SET TASKS:
[1] In the patch discussion, list every comment that follows a double slash ("//") in the deadlock sequence.
[2] Transcribe the patch discussion between "Re: [PATCH] tracing/osnoise: fix" and "10:25:42 +0800 (CST)", inclusive.

## begin SOURCE PASSAGE

Re: [PATCH] tracing/osnoise: fix potential deadlock in cpu hotplug

From: Steven Rostedt

Date: Wed Mar 25 2026 - 10:35:54 EST


On Wed, 25 Mar 2026 10:25:42 +0800 (CST)
<hu.shengming@xxxxxxxxxx> wrote:

> >On Tue, 24 Mar 2026 15:06:16 +0800 (CST)
> ><hu.shengming@xxxxxxxxxx> wrote:
> >
> >> From: luohaiyang10243395 <luo.haiyang@xxxxxxxxxx>
> >>
> >> The following sequence may leads deadlock in cpu hotplug:
> >>
> >> CPU0 | CPU1
> >> | schedule_work_on
> >> |
> >> _cpu_down//set CPU1 offline |
> >> cpus_write_lock |
> >> | osnoise_hotplug_workfn
> >> | mutex_lock(&interface_lock);
> >> | cpus_read_lock(); //wait cpu_hotplug_lock
> >> |
> >> | cpuhp/1
> >> | osnoise_cpu_die
> >> | kthread_stop
> >> | wait_for_completion //wait osnoise/1 exit
> >> |
> >> | osnoise/1
> >> | osnoise_sleep
> >> | mutex_lock(&interface_lock); //deadlock
> >>
> >> Fix by swap the order of cpus_read_lock() and mutex_lock(&interface_lock).

## end SOURCE PASSAGE
## begin MATERIAL SHOWN

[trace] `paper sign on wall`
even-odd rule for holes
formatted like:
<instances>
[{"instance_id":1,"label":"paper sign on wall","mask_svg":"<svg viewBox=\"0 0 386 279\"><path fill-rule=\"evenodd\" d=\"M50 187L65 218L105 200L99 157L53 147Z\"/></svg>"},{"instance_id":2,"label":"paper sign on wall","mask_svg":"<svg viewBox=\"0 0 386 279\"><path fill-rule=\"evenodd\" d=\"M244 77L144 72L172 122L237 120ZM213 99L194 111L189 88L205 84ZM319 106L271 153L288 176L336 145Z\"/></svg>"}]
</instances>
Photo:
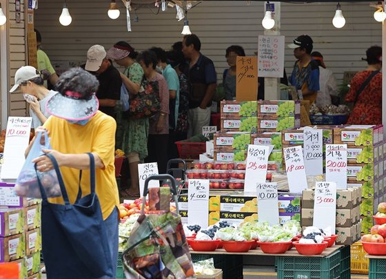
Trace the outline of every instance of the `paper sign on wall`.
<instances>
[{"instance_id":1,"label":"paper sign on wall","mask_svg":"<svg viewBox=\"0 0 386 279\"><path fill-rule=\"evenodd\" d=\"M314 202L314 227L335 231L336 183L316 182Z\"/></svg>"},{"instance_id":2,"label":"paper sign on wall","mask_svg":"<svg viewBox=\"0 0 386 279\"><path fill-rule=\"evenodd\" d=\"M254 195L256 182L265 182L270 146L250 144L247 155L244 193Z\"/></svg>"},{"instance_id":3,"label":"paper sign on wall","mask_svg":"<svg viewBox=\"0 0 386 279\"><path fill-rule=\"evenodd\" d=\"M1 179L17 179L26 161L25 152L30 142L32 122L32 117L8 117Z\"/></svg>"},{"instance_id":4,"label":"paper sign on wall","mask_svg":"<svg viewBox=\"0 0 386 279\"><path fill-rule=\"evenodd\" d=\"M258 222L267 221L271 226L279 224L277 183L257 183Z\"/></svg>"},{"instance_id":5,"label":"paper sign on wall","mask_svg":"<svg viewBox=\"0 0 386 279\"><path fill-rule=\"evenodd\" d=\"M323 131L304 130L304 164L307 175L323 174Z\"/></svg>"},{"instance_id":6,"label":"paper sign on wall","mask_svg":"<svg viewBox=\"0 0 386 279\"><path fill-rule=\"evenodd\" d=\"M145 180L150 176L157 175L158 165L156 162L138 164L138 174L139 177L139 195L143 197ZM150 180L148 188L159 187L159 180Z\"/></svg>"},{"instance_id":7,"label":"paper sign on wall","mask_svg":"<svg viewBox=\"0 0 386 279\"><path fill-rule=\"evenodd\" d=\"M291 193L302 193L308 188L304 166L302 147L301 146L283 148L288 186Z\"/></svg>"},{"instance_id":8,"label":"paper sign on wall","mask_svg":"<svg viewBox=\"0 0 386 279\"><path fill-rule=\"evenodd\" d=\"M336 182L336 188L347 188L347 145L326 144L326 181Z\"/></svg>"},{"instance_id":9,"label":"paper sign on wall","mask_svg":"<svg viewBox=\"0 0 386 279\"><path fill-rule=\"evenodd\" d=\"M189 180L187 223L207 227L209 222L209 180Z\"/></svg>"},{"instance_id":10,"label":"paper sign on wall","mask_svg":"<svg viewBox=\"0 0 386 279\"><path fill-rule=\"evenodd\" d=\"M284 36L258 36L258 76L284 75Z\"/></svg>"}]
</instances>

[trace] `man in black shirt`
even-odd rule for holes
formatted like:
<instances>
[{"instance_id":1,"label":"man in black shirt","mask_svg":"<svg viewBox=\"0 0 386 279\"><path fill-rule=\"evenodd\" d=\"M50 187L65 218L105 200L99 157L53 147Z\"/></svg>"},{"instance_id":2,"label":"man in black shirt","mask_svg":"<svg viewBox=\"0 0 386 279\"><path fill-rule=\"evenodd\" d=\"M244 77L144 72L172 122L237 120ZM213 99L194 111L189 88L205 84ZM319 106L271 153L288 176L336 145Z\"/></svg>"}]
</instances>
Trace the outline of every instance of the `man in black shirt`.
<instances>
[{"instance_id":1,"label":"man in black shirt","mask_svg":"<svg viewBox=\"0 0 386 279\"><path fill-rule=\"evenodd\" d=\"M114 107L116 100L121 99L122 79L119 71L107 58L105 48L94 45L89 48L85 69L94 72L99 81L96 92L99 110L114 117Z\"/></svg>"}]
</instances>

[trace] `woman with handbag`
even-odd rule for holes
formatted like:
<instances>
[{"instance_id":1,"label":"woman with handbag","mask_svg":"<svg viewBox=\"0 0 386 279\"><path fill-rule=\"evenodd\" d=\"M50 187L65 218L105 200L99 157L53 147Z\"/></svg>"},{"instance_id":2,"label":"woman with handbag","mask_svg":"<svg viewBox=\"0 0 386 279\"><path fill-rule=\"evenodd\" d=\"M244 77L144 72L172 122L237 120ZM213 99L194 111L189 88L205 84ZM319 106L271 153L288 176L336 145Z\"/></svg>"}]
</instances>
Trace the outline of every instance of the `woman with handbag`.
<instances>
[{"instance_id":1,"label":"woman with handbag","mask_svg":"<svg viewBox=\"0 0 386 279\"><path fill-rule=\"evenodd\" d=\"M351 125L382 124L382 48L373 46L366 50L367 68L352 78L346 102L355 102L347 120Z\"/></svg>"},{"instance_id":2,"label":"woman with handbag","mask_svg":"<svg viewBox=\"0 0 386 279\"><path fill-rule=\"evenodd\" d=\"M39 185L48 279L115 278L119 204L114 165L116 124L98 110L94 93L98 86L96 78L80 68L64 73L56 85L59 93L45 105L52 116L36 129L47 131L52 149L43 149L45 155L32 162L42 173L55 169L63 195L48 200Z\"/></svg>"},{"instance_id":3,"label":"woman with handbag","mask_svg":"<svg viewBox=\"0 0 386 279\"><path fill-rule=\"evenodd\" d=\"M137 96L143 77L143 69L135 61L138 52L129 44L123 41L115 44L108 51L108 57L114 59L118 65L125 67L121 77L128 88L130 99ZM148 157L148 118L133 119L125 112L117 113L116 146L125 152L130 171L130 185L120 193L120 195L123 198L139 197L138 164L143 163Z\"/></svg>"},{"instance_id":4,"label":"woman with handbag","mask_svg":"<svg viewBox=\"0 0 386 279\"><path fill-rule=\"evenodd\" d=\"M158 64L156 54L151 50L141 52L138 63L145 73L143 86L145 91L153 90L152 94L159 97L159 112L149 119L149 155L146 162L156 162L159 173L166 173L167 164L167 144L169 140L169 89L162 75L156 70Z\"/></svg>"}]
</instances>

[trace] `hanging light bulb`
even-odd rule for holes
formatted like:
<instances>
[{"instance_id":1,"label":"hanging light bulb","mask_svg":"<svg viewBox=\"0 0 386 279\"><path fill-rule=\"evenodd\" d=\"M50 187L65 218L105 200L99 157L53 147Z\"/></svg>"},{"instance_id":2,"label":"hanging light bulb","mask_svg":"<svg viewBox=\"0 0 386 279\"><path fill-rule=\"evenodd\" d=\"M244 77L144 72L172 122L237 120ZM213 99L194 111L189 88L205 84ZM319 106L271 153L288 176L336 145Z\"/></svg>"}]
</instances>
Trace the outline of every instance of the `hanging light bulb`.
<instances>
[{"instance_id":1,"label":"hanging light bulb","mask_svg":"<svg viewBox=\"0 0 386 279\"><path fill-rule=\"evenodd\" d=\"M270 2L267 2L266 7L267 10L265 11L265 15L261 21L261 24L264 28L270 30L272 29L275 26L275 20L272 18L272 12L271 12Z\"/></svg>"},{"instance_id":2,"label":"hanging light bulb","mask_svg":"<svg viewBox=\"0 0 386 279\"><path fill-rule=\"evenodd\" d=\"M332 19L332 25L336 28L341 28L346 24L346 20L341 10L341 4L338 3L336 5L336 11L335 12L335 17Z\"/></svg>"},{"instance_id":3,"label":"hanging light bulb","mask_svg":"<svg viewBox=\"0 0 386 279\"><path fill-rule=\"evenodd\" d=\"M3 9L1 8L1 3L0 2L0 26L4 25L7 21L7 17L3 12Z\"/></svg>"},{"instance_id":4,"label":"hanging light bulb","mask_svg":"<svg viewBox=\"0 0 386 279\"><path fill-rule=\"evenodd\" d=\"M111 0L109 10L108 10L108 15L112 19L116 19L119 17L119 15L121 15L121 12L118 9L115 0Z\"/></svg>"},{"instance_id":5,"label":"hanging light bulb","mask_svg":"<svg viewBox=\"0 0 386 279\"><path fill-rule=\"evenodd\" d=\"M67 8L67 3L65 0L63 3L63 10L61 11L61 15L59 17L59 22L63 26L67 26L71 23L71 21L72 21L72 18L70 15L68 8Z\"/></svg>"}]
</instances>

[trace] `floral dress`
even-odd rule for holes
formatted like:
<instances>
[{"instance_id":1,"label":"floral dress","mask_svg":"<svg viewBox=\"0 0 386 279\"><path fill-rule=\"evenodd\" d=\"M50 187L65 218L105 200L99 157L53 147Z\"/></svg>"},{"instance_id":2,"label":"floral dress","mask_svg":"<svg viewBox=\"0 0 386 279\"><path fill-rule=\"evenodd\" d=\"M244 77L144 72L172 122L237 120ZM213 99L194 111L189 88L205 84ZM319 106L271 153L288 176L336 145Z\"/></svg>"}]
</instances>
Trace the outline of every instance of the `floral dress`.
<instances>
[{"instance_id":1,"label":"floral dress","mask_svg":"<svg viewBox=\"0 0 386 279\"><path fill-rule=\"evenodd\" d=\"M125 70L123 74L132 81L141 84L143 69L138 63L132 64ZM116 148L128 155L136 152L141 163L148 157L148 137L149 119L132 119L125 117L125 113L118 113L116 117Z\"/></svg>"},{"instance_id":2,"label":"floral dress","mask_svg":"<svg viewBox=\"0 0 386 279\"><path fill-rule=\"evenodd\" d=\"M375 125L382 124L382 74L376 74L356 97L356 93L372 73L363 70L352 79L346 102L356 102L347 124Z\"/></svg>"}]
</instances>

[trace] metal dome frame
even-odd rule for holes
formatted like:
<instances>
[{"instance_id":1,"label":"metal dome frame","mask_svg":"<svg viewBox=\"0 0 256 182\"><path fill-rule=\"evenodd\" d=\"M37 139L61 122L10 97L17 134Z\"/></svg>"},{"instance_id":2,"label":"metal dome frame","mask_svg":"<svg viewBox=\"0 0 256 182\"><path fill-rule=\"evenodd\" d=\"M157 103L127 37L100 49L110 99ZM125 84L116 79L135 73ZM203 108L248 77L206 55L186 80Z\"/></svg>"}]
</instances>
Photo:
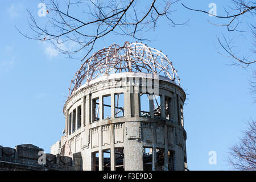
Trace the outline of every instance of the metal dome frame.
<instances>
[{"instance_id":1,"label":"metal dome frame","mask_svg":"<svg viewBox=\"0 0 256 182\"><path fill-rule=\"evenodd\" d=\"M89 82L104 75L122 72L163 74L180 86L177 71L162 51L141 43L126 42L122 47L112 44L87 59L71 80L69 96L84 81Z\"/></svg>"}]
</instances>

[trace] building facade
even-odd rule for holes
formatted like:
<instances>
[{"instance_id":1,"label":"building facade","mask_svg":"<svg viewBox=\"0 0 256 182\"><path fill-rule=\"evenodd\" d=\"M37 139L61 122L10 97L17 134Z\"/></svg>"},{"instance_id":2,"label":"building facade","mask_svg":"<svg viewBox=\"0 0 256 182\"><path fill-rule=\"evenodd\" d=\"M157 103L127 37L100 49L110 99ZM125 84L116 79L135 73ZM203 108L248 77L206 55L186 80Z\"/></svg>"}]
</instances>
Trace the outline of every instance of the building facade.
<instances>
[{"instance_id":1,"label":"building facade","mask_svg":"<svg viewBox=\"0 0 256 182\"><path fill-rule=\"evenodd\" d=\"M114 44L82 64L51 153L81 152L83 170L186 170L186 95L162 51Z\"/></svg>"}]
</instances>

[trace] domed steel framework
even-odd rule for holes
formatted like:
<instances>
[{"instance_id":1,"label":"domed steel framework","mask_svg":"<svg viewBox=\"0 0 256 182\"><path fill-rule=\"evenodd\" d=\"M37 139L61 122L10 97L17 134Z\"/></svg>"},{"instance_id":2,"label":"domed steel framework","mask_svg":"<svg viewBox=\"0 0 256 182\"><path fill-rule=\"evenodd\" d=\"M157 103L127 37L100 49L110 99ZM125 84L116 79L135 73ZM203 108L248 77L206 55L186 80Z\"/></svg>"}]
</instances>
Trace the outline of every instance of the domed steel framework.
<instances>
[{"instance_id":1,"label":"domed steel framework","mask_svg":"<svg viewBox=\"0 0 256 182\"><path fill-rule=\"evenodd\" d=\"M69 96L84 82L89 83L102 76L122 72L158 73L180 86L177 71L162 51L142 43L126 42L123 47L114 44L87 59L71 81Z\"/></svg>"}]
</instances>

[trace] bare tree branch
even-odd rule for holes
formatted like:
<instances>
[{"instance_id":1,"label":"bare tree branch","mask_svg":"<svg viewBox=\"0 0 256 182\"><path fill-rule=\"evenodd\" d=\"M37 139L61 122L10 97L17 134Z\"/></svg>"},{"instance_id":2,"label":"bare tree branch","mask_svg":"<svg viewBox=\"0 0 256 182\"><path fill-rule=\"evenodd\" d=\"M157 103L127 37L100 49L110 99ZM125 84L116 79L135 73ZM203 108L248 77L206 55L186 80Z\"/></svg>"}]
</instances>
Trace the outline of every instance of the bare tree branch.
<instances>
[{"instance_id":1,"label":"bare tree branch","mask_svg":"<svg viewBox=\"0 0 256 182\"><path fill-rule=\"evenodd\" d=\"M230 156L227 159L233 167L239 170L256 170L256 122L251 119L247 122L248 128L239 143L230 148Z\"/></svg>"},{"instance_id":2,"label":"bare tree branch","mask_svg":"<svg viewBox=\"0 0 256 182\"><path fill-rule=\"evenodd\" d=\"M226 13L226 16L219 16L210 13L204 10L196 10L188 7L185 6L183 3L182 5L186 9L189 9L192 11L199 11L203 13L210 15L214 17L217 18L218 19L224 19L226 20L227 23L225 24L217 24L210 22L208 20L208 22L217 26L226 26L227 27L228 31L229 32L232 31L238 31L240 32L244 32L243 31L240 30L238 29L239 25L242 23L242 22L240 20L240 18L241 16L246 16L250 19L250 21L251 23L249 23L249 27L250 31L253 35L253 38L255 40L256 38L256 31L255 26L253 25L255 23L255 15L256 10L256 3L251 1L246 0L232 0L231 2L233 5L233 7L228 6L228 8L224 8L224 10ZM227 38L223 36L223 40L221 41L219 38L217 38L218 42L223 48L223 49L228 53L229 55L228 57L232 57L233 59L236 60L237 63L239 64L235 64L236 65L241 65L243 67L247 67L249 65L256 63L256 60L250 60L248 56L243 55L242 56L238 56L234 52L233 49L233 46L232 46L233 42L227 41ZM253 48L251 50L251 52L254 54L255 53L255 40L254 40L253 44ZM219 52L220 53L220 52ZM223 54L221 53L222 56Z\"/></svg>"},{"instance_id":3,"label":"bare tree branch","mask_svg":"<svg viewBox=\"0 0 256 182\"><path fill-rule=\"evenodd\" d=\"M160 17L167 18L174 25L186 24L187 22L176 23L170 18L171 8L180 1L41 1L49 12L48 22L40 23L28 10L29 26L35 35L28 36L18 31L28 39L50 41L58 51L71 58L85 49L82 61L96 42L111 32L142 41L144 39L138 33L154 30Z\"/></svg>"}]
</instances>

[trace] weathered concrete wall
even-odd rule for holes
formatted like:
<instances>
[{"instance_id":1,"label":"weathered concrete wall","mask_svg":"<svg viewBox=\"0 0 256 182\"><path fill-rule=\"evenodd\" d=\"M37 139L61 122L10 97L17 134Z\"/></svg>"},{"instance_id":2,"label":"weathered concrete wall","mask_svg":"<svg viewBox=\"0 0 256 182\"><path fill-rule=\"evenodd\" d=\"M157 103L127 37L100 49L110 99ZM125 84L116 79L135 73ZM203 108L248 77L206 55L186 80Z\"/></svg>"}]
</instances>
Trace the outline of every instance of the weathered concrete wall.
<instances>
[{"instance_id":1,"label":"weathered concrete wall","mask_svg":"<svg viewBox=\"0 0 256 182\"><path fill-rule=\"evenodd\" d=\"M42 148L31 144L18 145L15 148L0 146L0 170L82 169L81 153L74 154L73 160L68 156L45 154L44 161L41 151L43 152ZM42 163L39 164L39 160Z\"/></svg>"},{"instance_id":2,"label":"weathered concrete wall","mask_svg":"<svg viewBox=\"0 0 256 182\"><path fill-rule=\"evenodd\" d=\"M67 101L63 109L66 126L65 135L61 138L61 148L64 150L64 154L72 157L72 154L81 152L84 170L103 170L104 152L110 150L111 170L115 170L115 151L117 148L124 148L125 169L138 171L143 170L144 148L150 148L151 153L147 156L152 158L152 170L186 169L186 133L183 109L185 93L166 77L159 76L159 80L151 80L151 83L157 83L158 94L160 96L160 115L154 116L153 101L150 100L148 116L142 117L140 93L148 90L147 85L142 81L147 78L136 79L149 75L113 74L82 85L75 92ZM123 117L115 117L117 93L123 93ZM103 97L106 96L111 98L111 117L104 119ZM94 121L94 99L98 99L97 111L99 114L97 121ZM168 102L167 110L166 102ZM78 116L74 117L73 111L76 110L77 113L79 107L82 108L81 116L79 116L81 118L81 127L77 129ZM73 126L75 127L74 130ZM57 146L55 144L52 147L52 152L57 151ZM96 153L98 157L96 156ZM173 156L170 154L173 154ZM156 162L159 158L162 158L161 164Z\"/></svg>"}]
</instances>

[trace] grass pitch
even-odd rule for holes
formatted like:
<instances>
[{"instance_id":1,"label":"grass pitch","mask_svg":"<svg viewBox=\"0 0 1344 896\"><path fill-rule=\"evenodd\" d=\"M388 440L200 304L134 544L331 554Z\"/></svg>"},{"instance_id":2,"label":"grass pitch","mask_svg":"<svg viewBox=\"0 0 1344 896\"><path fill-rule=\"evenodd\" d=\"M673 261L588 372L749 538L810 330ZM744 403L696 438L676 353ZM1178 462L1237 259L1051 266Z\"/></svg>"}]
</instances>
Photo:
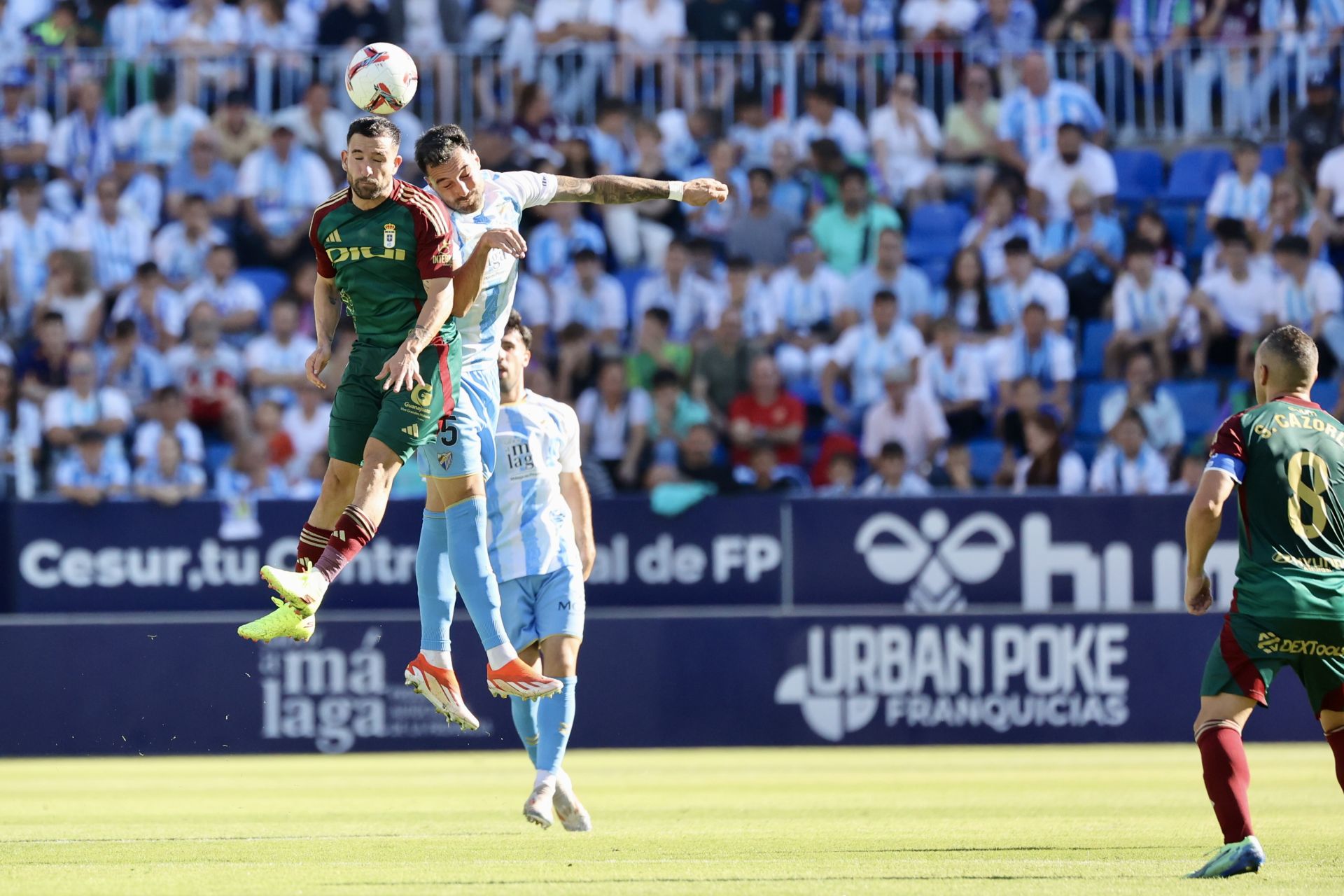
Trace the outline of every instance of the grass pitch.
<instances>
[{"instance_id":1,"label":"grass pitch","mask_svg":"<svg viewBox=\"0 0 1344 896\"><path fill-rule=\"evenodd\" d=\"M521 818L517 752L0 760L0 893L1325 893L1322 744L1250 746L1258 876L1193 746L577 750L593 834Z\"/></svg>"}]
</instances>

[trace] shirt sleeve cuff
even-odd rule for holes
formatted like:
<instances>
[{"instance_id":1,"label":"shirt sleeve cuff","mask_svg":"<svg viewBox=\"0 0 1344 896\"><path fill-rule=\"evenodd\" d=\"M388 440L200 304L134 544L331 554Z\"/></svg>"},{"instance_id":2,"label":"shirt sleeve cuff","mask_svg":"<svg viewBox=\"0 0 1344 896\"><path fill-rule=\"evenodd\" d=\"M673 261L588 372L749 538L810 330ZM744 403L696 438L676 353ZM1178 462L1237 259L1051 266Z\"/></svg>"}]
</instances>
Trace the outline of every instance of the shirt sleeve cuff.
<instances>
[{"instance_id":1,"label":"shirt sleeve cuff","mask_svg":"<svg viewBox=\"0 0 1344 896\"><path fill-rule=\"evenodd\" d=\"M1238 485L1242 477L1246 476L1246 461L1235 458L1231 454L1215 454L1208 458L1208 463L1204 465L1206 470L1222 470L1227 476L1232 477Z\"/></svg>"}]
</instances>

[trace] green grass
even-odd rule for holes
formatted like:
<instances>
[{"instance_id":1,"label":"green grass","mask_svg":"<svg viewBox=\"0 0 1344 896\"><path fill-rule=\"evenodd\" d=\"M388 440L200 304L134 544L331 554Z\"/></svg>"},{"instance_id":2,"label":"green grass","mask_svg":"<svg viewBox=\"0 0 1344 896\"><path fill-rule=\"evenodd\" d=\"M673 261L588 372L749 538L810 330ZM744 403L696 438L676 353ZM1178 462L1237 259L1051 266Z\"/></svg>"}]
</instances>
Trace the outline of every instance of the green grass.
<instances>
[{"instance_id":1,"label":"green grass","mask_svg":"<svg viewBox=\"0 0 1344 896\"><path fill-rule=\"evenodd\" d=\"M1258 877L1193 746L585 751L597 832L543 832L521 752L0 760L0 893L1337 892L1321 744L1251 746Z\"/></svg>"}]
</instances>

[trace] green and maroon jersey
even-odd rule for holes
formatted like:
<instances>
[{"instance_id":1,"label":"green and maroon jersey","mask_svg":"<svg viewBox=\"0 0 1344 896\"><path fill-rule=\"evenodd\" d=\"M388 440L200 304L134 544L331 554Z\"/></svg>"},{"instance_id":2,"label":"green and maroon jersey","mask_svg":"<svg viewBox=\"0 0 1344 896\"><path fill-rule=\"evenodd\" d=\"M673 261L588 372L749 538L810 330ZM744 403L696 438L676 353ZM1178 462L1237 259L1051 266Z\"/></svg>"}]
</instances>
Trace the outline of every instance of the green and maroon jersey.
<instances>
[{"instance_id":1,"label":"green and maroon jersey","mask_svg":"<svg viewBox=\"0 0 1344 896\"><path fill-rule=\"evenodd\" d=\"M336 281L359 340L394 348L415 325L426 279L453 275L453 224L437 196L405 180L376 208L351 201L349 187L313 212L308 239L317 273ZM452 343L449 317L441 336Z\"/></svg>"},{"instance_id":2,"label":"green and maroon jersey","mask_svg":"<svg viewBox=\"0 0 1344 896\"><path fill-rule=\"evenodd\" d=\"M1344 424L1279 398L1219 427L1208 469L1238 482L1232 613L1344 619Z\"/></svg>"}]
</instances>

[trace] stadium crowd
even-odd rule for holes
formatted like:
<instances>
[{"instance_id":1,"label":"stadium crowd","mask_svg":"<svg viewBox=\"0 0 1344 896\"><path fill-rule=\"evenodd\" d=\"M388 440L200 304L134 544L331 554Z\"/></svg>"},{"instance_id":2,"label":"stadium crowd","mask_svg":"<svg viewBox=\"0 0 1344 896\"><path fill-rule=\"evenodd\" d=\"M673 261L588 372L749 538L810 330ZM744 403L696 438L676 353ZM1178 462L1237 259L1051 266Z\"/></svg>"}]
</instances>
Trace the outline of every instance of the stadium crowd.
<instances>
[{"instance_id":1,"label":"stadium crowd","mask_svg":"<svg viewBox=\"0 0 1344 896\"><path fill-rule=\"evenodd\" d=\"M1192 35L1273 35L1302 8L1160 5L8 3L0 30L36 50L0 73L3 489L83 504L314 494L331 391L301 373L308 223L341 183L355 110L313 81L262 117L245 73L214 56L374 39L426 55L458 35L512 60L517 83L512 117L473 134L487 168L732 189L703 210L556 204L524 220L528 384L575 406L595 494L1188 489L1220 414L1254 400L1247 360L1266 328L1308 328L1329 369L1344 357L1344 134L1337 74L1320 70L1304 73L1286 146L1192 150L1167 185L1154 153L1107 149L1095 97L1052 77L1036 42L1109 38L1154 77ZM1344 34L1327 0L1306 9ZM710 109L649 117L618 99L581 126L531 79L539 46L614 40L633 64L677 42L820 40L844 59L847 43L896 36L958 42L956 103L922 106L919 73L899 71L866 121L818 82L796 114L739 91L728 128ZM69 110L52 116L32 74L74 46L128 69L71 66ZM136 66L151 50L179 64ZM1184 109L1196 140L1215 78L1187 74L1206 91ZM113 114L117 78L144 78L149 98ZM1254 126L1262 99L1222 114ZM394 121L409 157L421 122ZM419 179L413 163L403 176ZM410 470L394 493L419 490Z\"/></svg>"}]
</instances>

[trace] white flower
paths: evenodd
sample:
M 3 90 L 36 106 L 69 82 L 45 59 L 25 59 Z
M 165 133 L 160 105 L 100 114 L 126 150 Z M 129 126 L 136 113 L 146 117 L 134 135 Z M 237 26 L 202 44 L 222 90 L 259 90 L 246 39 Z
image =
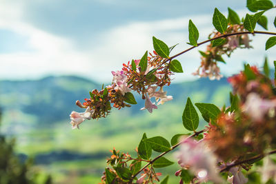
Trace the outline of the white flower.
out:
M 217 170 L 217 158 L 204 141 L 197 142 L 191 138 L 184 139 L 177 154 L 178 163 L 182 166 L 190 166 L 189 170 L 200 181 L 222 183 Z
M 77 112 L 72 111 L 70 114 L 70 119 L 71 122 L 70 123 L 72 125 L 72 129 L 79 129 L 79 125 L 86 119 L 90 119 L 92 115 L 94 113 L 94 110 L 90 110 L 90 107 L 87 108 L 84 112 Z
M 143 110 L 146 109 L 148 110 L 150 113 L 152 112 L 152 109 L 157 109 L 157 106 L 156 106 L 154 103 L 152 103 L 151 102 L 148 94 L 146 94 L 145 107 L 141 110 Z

## end MATERIAL SHOWN

THE RESULTS:
[1]
set CPU1 offline
wait cpu_hotplug_lock
wait osnoise/1 exit
deadlock

[2]
Re: [PATCH] tracing/osnoise: fix potential deadlock in cpu hotplug

From: Steven Rostedt

Date: Wed Mar 25 2026 - 10:35:54 EST


On Wed, 25 Mar 2026 10:25:42 +0800 (CST)